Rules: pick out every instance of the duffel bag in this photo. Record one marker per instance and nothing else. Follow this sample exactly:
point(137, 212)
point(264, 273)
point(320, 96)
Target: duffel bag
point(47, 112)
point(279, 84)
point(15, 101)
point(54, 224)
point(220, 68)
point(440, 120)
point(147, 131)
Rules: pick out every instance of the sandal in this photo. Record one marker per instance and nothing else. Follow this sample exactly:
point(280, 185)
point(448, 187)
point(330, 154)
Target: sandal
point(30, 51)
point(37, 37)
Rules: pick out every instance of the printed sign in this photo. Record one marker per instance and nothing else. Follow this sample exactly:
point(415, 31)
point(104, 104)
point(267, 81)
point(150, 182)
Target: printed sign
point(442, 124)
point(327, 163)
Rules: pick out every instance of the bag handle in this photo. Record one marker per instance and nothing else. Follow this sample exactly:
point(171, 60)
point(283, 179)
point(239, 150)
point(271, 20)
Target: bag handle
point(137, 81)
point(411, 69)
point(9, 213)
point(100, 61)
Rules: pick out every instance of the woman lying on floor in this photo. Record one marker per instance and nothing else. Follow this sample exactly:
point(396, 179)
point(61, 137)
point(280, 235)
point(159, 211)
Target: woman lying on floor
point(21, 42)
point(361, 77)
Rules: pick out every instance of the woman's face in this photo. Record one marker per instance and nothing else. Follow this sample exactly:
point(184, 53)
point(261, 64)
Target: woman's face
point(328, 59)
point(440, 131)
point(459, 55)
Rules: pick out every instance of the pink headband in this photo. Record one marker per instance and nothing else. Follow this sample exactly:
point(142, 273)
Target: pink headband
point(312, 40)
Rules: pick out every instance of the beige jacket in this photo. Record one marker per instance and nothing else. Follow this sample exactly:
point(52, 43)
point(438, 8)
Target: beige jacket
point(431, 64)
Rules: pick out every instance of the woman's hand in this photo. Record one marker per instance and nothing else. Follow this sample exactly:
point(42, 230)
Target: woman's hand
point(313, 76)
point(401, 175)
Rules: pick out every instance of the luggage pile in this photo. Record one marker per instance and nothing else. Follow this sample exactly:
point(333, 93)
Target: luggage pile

## [TASK DESCRIPTION]
Show all lines in the records above that hold "this".

## [FINISHED EXERCISE]
Rules: pick out every instance of the duffel bag in this photo. Record one marker per instance and nothing else. Follow this sample exactly:
Rules: pick out every instance of the sandal in this photo. Record one marker per instance and nothing else. Follow this sample exactly:
Rules: pick out every instance of the printed sign in this photo. Record one marker per instance and nothing else. Follow this sample exactly:
Rules: pick out every instance of the bag handle in this photo. Record one marker per instance and nothing else. Follow this sample exactly:
Rules: pick out every instance of the woman lying on floor in this photo. Record one marker per instance and nothing else. Follow this sample exactly:
Rules: pick out every instance of the woman's face in this photo. Record one marker per instance and nothing else. Follow this sample exactly:
Rules: pick out every instance of the pink headband in this photo. Record one marker per instance and nothing else. Follow this sample exactly:
Rules: pick out every instance of the beige jacket in this photo. Record one marker per instance and nothing else. Follow this sample exactly:
Rules: pick out every instance of the woman's hand in this photo. Record one marker per instance and nothing else. Follow this sample exactly:
Rules: pick out every instance of the luggage pile in this photo. Record one marker per instance and nothing else. Follow this sample exactly:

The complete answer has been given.